Supplied records Block Start

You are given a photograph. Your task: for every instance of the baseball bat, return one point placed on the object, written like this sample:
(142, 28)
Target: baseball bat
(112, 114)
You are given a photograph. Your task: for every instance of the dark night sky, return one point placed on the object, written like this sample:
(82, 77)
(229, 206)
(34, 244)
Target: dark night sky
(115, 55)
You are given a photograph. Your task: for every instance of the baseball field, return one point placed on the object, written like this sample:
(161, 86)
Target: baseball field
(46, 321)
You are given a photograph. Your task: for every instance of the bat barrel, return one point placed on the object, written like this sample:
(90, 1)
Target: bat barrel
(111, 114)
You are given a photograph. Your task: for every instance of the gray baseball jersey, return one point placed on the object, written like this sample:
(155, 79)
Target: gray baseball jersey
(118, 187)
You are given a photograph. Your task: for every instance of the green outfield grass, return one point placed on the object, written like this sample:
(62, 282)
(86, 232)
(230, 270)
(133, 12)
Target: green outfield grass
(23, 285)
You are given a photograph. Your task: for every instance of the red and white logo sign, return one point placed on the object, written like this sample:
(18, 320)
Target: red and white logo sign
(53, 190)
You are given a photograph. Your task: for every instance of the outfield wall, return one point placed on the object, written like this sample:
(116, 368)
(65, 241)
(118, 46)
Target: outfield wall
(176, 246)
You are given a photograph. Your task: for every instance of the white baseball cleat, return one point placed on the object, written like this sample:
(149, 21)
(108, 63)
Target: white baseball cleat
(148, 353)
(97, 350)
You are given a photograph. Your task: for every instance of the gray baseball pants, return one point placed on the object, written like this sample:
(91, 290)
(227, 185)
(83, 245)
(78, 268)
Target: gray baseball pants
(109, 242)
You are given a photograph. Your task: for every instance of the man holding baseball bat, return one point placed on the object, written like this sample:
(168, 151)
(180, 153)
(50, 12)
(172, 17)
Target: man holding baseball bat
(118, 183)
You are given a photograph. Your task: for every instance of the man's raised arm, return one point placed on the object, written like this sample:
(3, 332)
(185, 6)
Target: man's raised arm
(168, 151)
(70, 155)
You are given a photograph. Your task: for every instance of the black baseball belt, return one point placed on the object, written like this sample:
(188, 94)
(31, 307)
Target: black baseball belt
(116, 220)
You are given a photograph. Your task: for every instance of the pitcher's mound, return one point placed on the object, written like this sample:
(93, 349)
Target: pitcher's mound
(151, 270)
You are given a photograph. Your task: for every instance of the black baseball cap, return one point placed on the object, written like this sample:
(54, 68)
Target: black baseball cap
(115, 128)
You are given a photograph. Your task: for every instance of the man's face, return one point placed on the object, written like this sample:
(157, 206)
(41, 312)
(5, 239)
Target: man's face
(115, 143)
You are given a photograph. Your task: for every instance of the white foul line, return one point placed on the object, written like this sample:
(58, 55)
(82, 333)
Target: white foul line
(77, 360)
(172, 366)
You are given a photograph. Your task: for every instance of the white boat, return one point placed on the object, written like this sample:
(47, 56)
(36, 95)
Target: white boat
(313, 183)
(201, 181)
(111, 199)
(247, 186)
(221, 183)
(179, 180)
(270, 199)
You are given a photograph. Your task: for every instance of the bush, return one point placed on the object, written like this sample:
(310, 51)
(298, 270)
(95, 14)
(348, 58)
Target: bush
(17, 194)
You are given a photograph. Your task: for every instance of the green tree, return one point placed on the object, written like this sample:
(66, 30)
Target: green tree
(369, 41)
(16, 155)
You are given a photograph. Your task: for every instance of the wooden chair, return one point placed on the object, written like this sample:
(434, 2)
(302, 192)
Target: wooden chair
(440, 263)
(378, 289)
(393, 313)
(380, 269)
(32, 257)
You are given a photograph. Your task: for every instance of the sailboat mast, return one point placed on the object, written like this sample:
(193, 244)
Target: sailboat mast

Supplied records Block End

- Exercise objective: The whole listing above is to be reproduced without any slip.

- Response below:
You are given a photograph. Your task: for every instance of the baseball bat, return one point placed on the object, written like this sample:
(142, 28)
Target: baseball bat
(112, 114)
You are given a photograph. Your task: for every instance of the dark night sky, return one point placed on the object, written like this sample:
(82, 77)
(229, 206)
(34, 244)
Target: dark night sky
(115, 55)
You are given a photograph. Your task: for every instance of the baseball field, return one point placed on the object, written like this sample:
(161, 86)
Target: baseball field
(46, 321)
You are given a photograph. Your task: for every instance of the bat barrel, return one point placed on the object, written like this sample:
(90, 1)
Target: bat barrel
(111, 114)
You are given a photograph. Your task: for every instance of the gray baseball jersey, return one point placed on the object, written like this sample:
(155, 79)
Target: gray baseball jersey
(118, 187)
You are given a photograph. Your task: for every instance of the green outfield grass, return one point placed on the object, written like this sample:
(62, 282)
(86, 232)
(230, 270)
(133, 12)
Target: green outfield grass
(23, 285)
You are given a photograph. Your task: for every instance of the red and white logo sign, return one point placed on the object, written like this sample:
(18, 320)
Target: red and white logo sign
(53, 190)
You are given a photograph. Your task: for every instance of the outfield wall, return one point placed on the object, written like this sample:
(116, 368)
(65, 241)
(118, 46)
Target: outfield wall
(176, 246)
You are given a photograph. Your task: for every instance of the white baseball cleat, return one point placed on the object, written like this sample:
(149, 21)
(108, 63)
Target: white baseball cleat
(148, 353)
(97, 350)
You are given a photograph. Your task: for every instance of the gray baseball pants, return one point placed on the object, written like this sample:
(91, 290)
(227, 185)
(83, 245)
(78, 268)
Target: gray baseball pants
(109, 242)
You are given a photograph. Your task: for every instance of the man holding baseball bat, return one point placed on the object, written like this sample:
(168, 151)
(180, 153)
(50, 12)
(172, 17)
Target: man holding baseball bat
(118, 183)
You are given a photograph. Your task: for every instance of the man's raised arm, return one point placed on the object, written like this sample:
(3, 332)
(185, 6)
Target: man's raised arm
(168, 151)
(70, 155)
You are given a photograph. Your task: for every instance of the black baseball belt, return one point placed on the object, written like this sample:
(188, 94)
(31, 307)
Target: black baseball belt
(116, 220)
You are given a photograph. Your task: for every instance of the pitcher's mound, return one point placed on the object, written like this sample:
(93, 349)
Target: pitcher's mound
(151, 270)
You are given a photograph. Your task: for every instance of the black baseball cap, return one point placed on the object, written like this sample:
(54, 68)
Target: black baseball cap
(115, 128)
You are given a photograph. Your task: for every instance of the man's face, return one point placed on the object, written like this sample:
(157, 206)
(41, 312)
(5, 239)
Target: man's face
(115, 143)
You are given a photograph. Your task: for every instance of the white foul line, return one point placed on the object, written like this sample:
(58, 55)
(82, 333)
Target: white foul line
(77, 360)
(172, 366)
You are given a photograph. Your task: for every instance of the white boat, return one point placed on the object, written like this sample:
(47, 56)
(36, 95)
Target: white boat
(313, 183)
(201, 181)
(111, 199)
(247, 186)
(221, 183)
(179, 180)
(270, 199)
You are given a photograph. Your task: for every instance of the bush, return one point placed on the object, written like this sample:
(310, 51)
(298, 270)
(95, 14)
(348, 58)
Target: bush
(17, 194)
You are given a photograph. Your task: for every instance of the green tree, return one point placed on the object, written like this sample:
(66, 30)
Target: green tree
(369, 41)
(16, 155)
You are given a photograph. Your task: for every instance of the wooden chair, return one point placed on the object, written like this sample:
(434, 2)
(302, 192)
Target: wooden chair
(440, 263)
(378, 289)
(393, 313)
(380, 269)
(32, 257)
You are given a photograph. Your task: for every instance of the sailboat mast, return one point placed on the object, written like this sample:
(193, 244)
Target: sailboat mast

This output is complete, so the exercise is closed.